(Collected data)
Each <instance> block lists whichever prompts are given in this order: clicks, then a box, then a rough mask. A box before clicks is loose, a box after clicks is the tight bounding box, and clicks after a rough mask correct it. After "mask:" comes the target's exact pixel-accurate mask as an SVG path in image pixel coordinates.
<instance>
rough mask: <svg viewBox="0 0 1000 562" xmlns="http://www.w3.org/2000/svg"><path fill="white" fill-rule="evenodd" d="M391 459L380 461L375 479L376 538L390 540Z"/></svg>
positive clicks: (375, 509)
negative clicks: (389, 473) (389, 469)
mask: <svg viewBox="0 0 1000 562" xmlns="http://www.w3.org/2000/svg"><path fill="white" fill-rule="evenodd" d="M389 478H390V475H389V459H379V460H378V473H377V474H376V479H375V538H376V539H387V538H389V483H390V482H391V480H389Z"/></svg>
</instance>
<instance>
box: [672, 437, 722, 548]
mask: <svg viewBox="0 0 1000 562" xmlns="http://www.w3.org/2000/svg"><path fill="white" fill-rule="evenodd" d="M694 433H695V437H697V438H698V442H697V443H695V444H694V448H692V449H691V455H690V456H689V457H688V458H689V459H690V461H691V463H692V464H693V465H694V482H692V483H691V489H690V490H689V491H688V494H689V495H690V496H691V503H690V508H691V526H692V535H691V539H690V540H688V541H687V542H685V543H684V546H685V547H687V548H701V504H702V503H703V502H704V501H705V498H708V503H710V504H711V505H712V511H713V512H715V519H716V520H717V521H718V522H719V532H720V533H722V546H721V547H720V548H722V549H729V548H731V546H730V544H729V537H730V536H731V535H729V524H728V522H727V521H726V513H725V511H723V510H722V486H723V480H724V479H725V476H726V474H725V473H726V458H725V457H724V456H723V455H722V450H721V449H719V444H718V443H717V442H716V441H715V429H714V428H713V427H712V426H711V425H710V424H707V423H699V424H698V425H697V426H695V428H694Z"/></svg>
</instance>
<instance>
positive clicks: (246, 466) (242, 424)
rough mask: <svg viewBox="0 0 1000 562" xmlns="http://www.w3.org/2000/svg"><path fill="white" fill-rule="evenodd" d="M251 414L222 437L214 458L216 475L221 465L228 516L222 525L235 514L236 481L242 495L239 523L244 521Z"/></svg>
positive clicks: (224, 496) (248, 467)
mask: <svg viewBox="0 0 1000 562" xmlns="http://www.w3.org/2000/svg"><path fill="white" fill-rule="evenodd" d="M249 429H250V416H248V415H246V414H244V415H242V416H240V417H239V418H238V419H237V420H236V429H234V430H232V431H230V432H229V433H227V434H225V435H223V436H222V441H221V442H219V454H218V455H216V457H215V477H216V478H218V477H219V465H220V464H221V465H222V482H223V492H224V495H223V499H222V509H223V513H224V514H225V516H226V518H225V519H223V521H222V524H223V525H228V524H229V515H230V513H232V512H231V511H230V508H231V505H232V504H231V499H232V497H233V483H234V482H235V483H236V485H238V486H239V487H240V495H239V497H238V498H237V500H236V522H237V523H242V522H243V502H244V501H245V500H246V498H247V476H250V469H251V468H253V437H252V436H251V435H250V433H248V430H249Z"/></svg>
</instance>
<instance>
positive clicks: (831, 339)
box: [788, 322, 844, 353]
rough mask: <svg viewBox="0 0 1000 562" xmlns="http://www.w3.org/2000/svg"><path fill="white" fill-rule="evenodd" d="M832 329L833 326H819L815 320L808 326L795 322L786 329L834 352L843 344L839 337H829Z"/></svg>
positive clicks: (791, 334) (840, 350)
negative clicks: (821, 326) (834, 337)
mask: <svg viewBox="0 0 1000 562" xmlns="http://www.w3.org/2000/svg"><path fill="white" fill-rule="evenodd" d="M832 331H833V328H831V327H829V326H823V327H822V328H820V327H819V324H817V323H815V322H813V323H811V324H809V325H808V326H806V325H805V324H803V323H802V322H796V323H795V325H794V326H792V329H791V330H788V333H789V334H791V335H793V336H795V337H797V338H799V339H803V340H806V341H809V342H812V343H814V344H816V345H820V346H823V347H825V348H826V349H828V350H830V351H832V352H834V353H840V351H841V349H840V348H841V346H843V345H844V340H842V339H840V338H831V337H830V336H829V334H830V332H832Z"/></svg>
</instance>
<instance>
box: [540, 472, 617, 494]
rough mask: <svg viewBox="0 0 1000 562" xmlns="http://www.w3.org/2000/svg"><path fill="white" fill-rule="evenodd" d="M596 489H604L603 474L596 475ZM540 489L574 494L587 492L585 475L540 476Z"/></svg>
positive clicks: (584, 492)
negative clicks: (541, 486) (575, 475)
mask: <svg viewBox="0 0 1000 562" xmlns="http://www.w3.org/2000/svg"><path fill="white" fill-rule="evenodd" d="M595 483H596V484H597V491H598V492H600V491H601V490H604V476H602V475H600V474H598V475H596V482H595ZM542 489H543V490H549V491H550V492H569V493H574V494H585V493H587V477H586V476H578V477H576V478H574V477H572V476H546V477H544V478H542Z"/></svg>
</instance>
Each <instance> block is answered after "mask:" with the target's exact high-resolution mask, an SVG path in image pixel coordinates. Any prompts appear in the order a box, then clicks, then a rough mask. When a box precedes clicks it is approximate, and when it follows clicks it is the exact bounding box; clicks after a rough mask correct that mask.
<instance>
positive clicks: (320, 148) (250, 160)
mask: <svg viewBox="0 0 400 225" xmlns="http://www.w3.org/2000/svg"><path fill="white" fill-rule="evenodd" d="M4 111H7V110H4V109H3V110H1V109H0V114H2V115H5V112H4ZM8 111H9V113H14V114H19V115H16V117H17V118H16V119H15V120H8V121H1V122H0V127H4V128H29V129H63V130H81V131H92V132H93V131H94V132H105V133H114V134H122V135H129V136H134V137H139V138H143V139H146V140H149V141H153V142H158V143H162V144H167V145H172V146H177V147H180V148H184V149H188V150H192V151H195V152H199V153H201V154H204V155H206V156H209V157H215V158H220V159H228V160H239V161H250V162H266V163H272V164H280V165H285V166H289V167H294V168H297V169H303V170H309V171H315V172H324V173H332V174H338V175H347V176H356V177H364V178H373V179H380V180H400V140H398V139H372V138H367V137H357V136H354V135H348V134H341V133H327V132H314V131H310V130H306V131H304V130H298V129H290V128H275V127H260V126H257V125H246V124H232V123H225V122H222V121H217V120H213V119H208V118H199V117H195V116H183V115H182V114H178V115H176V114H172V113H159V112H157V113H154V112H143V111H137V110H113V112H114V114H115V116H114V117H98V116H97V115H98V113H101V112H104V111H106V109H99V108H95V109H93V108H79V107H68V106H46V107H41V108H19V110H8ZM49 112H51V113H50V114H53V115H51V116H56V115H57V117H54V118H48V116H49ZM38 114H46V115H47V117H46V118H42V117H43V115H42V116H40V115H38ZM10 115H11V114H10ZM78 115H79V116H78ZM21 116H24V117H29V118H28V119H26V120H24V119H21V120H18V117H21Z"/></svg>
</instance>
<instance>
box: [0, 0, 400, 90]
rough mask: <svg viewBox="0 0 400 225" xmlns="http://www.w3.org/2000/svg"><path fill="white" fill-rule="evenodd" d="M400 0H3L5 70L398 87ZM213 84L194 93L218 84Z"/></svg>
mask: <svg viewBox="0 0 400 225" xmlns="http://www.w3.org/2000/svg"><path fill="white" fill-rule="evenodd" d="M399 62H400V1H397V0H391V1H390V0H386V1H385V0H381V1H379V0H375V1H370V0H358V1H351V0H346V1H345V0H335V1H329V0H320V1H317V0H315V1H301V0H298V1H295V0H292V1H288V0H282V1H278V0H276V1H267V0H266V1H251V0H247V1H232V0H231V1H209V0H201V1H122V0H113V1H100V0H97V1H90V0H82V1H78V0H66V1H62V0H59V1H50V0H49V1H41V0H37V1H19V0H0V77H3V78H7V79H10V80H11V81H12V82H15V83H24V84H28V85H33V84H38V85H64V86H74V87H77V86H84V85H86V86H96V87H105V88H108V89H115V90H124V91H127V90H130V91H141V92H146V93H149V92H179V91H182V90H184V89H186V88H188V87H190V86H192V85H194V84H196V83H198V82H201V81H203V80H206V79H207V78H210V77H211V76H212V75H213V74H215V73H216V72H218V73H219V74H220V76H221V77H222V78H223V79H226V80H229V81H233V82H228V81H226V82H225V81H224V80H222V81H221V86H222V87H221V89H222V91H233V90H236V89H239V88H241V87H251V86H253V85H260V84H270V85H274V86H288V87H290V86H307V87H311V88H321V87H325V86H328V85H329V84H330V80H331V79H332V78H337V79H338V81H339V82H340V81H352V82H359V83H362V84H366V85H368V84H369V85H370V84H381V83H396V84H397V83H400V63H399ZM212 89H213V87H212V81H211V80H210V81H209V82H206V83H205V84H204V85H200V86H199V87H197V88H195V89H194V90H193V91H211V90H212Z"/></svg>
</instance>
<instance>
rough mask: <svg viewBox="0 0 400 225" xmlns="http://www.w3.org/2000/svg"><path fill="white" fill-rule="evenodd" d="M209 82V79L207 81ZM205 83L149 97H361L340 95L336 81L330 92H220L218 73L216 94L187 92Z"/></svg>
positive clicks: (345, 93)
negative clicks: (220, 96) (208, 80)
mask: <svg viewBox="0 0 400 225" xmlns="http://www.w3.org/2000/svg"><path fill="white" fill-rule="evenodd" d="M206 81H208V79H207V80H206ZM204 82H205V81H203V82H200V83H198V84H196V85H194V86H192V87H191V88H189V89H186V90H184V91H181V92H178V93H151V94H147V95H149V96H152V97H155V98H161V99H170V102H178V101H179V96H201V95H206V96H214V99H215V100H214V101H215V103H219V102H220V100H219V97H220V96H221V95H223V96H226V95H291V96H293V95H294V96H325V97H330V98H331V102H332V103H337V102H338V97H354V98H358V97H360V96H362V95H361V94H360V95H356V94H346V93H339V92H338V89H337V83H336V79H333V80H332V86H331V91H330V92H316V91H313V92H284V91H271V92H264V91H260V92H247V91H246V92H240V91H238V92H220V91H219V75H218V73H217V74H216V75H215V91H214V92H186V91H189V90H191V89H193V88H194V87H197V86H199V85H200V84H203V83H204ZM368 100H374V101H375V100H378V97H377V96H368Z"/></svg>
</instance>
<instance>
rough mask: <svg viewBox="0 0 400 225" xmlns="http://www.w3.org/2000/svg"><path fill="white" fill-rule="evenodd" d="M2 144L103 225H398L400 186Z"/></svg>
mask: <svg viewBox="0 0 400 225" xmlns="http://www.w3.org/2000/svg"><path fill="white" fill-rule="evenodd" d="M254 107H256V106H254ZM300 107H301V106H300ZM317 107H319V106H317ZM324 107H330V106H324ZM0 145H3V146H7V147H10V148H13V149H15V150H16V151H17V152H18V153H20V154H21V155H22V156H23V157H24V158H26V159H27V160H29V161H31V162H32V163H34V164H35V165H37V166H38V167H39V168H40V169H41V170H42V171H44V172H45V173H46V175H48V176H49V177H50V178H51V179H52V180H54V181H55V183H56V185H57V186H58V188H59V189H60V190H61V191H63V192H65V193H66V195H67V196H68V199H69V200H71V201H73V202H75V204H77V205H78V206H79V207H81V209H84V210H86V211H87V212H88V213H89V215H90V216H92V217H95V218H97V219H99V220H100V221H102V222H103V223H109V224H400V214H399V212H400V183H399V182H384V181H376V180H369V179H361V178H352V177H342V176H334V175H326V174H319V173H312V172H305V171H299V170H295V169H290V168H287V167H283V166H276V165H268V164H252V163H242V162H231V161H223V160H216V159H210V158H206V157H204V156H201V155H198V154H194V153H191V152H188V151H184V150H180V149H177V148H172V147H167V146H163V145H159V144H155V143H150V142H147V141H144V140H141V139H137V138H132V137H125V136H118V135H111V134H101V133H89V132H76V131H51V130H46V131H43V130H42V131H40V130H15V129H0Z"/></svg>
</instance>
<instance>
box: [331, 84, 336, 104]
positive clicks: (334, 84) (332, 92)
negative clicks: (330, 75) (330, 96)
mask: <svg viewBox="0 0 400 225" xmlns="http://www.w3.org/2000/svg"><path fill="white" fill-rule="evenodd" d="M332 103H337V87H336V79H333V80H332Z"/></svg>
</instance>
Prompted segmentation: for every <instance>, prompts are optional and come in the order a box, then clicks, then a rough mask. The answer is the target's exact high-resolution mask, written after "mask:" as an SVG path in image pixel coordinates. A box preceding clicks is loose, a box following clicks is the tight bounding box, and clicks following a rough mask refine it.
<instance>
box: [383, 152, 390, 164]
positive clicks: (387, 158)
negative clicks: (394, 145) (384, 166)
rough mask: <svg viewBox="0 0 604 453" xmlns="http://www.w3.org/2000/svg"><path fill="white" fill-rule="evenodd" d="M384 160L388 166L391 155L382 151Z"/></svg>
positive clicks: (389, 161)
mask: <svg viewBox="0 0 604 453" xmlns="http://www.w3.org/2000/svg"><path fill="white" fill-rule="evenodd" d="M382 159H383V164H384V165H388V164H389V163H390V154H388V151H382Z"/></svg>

> _Problem statement_:
Every line from the one that contains "Prompted segmentation: for" down to and including the last line of the records above must be set down exactly, with nothing else.

> _Problem solution_:
Prompted segmentation: for every <instance>, prompts are optional and come in the order a box, then clicks, then a rough mask. The answer is the target's exact high-resolution mask, written after "mask:" as an SVG path in image pixel coordinates. A box preceding clicks is loose, a box following clicks is the tight bounding box, and clicks following a rough mask refine it.
<instance>
box: [383, 152, 390, 164]
positive clicks: (387, 158)
negative clicks: (394, 145) (384, 166)
rough mask: <svg viewBox="0 0 604 453" xmlns="http://www.w3.org/2000/svg"><path fill="white" fill-rule="evenodd" d="M384 160L388 166L391 155L382 151Z"/></svg>
positive clicks: (389, 161)
mask: <svg viewBox="0 0 604 453" xmlns="http://www.w3.org/2000/svg"><path fill="white" fill-rule="evenodd" d="M382 159H383V164H384V165H388V164H389V163H390V154H388V151H382Z"/></svg>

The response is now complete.